PROBLEM TO WORK ON:
Repeat word for word the line with "Where can you see the tree branch?" and every line after it until the records below run out.

EXTRACTED DATA:

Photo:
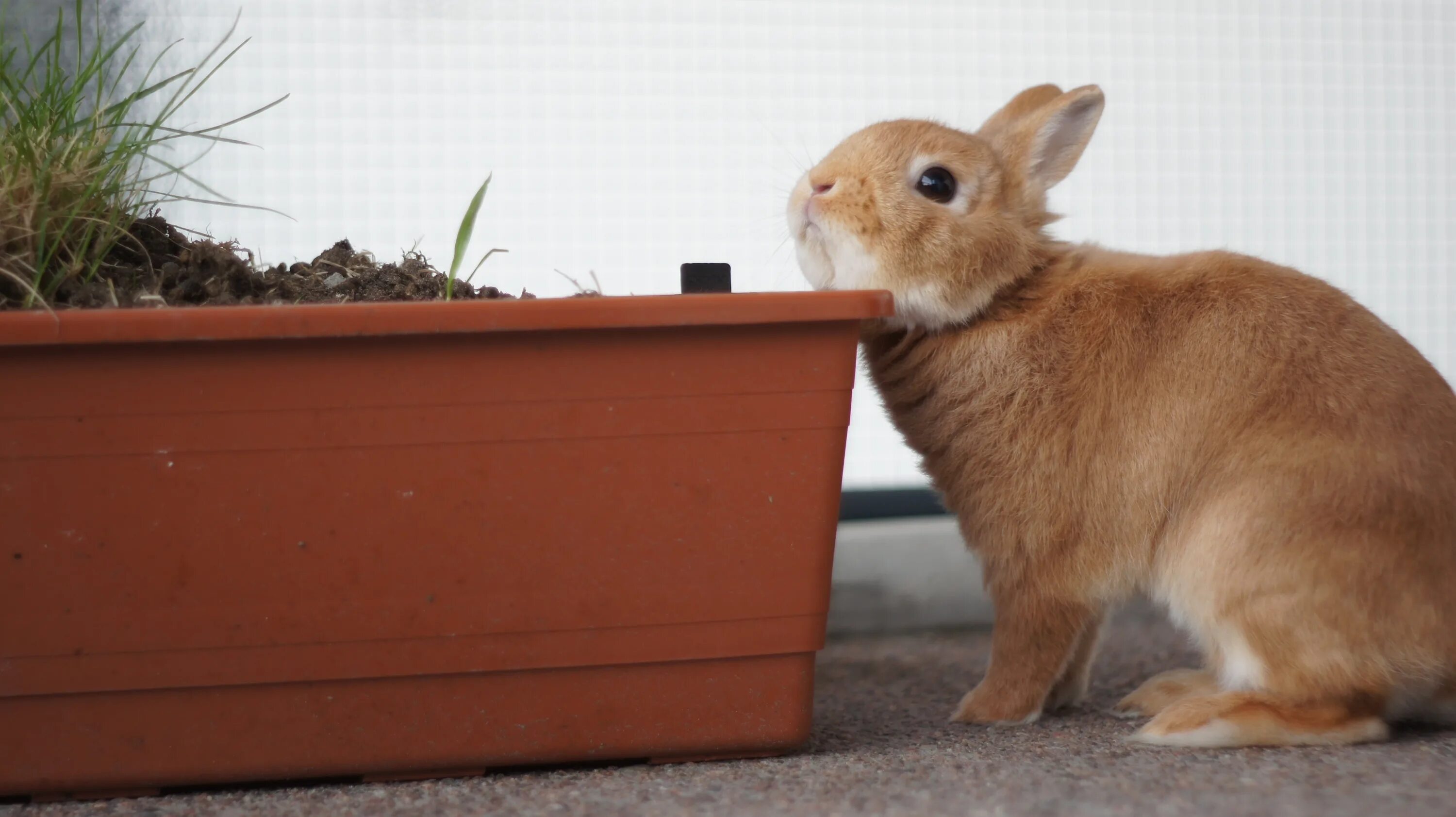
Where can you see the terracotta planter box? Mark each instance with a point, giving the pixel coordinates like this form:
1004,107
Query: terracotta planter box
248,544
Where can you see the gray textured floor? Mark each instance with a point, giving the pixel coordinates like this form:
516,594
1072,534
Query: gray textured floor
881,748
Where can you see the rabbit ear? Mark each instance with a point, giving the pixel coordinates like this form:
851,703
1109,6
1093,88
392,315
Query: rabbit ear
1046,143
1020,107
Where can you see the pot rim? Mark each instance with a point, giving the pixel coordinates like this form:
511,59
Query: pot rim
81,327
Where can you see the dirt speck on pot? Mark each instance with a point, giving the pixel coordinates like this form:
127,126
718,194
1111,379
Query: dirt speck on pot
159,266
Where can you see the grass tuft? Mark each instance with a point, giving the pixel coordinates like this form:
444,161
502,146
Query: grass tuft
81,158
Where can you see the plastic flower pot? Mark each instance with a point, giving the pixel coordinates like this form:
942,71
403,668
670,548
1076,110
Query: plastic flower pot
413,539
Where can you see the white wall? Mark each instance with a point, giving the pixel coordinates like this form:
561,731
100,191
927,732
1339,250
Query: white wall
629,137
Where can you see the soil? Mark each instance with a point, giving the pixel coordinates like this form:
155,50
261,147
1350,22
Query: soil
164,267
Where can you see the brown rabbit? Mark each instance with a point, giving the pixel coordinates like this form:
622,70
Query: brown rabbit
1238,440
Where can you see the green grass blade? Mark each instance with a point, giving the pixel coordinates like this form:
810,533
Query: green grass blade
463,236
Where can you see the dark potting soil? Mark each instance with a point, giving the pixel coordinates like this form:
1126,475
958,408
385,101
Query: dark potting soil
164,267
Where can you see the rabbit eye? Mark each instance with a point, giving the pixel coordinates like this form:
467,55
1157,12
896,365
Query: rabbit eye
937,184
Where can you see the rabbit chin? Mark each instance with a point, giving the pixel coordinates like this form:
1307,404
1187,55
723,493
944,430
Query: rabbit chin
835,261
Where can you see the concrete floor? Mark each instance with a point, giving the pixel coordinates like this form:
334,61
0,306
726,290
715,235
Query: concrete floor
881,746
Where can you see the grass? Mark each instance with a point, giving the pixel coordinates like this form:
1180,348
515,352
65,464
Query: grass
463,241
82,158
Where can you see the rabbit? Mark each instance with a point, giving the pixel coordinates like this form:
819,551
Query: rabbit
1240,442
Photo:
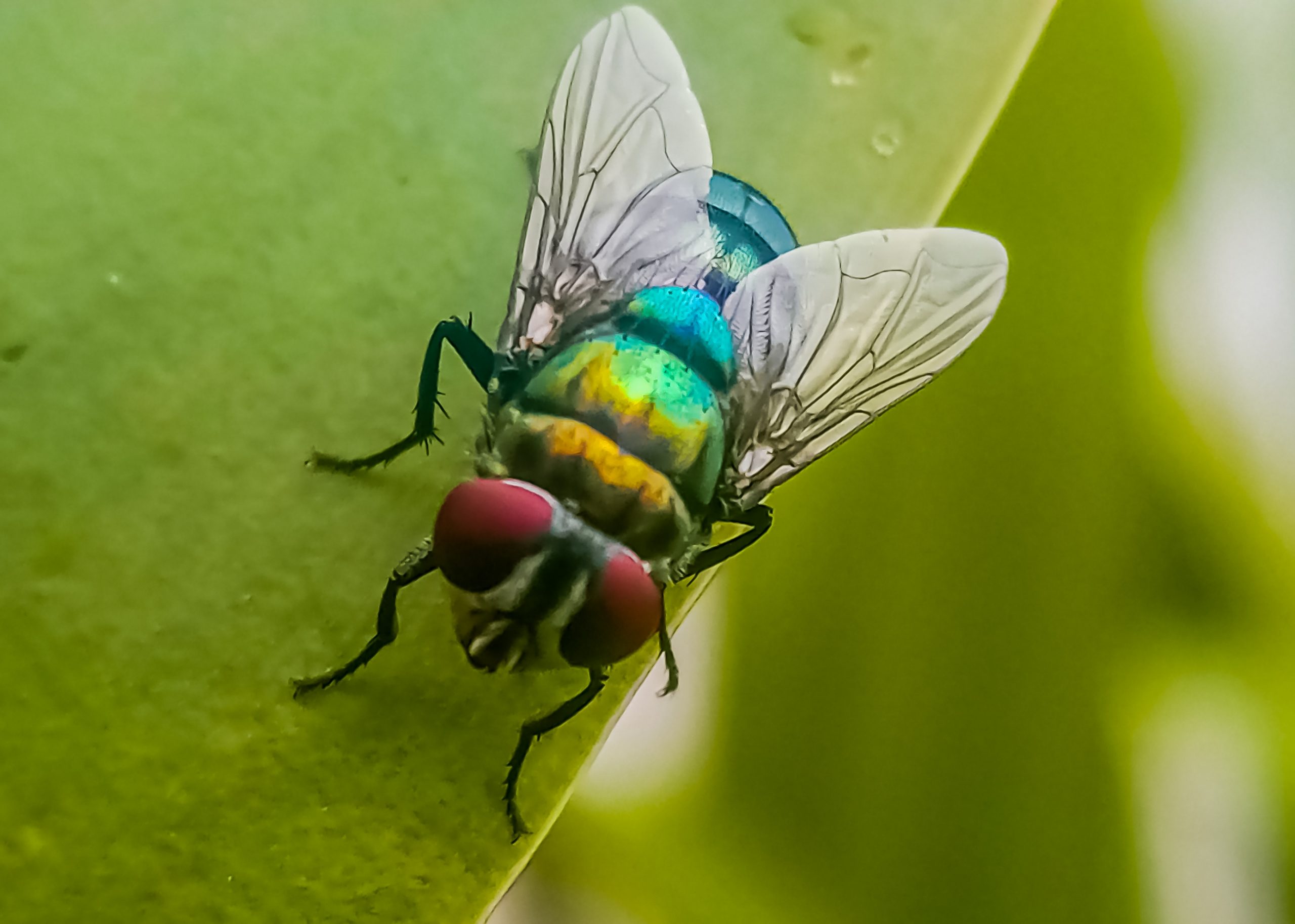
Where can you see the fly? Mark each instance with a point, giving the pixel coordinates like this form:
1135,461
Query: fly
670,355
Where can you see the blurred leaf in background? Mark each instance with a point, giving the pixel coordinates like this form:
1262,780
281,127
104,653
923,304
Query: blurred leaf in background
924,711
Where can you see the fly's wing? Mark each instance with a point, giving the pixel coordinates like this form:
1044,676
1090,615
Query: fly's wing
831,336
618,202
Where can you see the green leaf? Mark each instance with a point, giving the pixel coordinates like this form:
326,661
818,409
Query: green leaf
227,232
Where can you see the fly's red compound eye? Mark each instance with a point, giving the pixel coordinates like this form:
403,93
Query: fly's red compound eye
622,610
486,527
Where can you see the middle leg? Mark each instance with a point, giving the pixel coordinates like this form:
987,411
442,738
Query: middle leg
476,355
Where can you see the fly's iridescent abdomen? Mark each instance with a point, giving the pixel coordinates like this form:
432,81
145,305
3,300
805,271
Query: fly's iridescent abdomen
627,421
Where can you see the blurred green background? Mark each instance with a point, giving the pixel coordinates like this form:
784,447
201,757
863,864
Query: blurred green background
1020,652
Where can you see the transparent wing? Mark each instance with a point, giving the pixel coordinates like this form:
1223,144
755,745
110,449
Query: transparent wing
831,336
618,201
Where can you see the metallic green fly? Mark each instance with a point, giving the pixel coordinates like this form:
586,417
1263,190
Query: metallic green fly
670,355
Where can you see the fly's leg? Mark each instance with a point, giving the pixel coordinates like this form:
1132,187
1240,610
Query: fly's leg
759,518
476,355
416,564
531,733
669,654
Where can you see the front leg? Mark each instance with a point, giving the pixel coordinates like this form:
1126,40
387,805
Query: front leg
531,733
476,355
758,518
413,566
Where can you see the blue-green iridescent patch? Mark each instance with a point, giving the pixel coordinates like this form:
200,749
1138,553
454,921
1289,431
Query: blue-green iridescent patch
689,323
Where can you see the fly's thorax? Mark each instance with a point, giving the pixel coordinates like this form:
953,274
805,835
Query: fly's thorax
608,487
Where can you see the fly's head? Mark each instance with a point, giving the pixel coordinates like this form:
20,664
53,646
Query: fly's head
537,587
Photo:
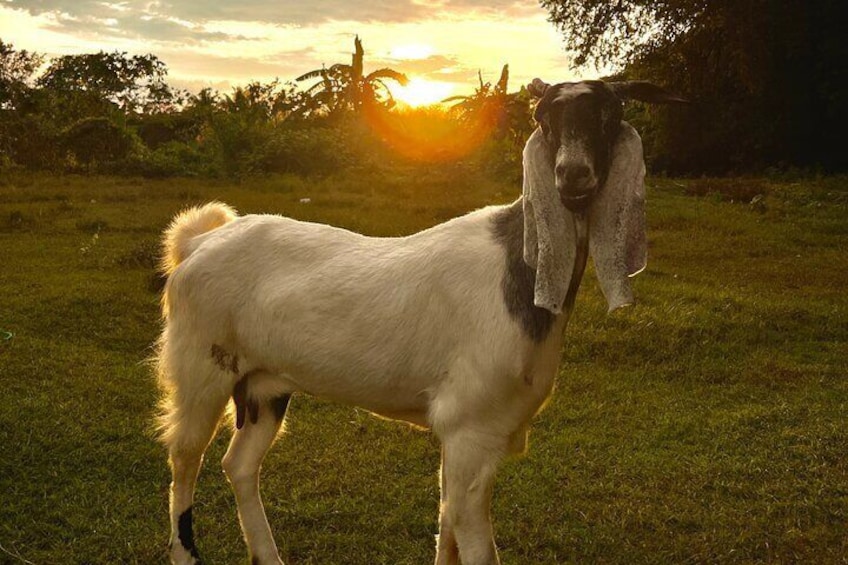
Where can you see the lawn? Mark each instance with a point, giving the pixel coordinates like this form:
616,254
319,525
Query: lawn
709,424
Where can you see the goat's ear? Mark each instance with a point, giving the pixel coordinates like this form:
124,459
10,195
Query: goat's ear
617,240
645,92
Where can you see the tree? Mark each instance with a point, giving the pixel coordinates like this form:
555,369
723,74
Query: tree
767,77
17,69
134,84
346,87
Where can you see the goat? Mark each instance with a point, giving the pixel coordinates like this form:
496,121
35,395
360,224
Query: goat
438,329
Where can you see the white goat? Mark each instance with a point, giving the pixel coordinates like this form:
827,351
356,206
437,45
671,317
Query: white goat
438,329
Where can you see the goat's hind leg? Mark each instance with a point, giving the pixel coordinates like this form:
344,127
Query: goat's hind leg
188,422
257,424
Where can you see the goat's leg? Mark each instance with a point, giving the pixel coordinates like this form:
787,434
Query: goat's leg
469,466
190,426
242,463
447,552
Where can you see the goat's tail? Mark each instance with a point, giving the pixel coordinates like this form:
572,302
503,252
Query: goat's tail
188,225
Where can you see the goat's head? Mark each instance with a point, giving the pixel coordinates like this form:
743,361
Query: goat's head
580,122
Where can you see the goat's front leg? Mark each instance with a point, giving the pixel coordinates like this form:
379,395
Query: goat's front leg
447,552
259,426
468,471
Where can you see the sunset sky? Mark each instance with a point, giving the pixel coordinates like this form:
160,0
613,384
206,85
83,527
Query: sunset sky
440,44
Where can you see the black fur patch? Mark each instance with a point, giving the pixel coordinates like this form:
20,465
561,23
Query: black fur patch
519,280
244,404
186,533
224,360
279,405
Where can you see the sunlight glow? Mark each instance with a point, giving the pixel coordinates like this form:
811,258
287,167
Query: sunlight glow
422,92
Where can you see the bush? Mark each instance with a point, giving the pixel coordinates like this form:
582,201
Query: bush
94,142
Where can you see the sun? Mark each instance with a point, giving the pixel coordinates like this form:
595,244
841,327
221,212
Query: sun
422,92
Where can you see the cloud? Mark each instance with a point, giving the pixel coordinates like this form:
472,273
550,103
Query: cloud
133,26
271,11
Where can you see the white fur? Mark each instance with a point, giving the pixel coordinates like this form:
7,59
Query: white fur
412,328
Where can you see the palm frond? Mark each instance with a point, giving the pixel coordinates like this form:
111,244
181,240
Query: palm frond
312,74
397,76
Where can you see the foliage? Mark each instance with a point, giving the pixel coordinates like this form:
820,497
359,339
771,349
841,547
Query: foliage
17,69
767,77
134,84
97,140
346,88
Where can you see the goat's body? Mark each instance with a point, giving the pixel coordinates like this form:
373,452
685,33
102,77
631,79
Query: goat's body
310,308
431,329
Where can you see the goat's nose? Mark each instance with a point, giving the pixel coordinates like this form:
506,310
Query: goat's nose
576,174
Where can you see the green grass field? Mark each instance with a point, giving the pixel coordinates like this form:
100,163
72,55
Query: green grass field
709,424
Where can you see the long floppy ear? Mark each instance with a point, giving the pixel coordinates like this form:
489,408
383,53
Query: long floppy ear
617,240
645,92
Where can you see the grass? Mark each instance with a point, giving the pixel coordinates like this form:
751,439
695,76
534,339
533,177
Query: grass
706,425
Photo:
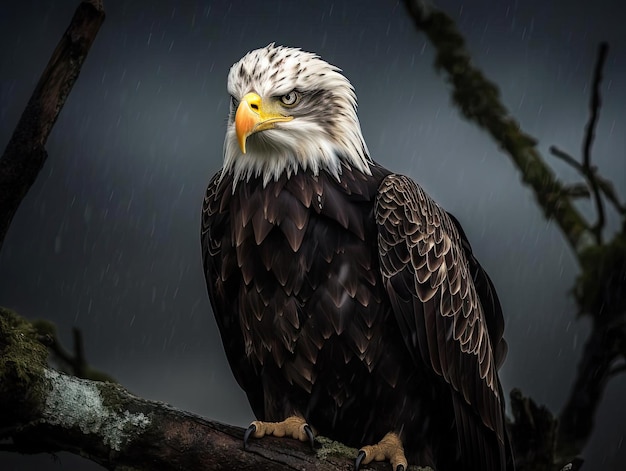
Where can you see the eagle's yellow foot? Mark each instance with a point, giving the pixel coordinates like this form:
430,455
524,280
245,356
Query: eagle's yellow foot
294,427
389,448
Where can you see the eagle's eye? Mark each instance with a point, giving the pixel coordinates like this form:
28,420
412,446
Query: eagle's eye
290,99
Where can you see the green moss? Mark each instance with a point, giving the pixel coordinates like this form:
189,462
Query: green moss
332,448
22,362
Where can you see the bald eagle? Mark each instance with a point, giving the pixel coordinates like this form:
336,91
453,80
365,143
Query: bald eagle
349,303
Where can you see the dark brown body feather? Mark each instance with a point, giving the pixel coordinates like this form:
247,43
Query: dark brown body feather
359,305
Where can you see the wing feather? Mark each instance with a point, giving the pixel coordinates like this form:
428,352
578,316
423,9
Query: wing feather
433,283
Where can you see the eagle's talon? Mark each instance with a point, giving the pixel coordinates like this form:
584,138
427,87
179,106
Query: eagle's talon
249,431
309,433
359,459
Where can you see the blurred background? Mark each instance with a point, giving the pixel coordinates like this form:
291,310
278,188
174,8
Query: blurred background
107,240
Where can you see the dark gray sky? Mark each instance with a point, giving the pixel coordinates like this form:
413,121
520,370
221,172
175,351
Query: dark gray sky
108,238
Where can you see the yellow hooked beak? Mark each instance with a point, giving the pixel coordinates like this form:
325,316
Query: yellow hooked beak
253,115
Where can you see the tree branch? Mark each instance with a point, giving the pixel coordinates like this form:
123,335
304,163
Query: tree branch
25,153
599,289
479,100
42,410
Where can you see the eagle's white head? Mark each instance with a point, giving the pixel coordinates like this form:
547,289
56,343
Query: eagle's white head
290,111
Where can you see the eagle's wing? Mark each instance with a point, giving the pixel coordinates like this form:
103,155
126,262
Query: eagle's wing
430,284
215,230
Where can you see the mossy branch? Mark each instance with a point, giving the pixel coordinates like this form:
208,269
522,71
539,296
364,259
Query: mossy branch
479,100
25,153
43,410
599,288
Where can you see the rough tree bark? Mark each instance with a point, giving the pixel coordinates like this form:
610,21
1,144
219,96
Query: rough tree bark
599,289
25,153
42,410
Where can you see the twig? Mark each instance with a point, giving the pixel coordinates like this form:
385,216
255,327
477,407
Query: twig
617,370
589,171
568,159
479,100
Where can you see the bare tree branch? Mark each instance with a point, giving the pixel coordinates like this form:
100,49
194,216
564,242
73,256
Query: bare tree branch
599,289
590,171
25,153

ANSWER TO THE TASK:
Where can you see the tree branch? Mark each instance with a point, giving the pixel coordinates like this form:
123,335
304,163
Query: tree branch
25,153
599,289
479,100
42,410
Where can you see the eagle's white head? Mark each instance with a point, giving the pixel coordinates like this form:
547,289
56,343
Query: eagle's white head
290,111
Where can you see the eagle's wing? Mark each instance with a point, giving the pixel coordinates like this form:
103,155
126,262
Query: eagle's wing
430,284
215,230
Where can you see the mossy branch? Mark each instance with a point, giving the pixel coordinates like this form:
208,269
522,71
539,296
364,259
Query: mossy branch
479,100
25,153
43,410
599,288
Where can you see the rough tree bark? Mark each instance with a point, giving the pixel coordinates like this form:
610,21
1,144
219,96
Query: rough tree bark
599,289
25,153
42,410
Where can you see the twig? Mark each instance with a point, giving the pixel coordinates like this form:
385,216
255,327
477,407
Query: twig
617,370
589,171
568,159
479,100
Where can you see the bare tree branch? Mark each instance with a point, giving the pixel coordinates like this form:
100,49
194,216
564,242
73,256
Query: bare tree branch
599,289
590,171
25,153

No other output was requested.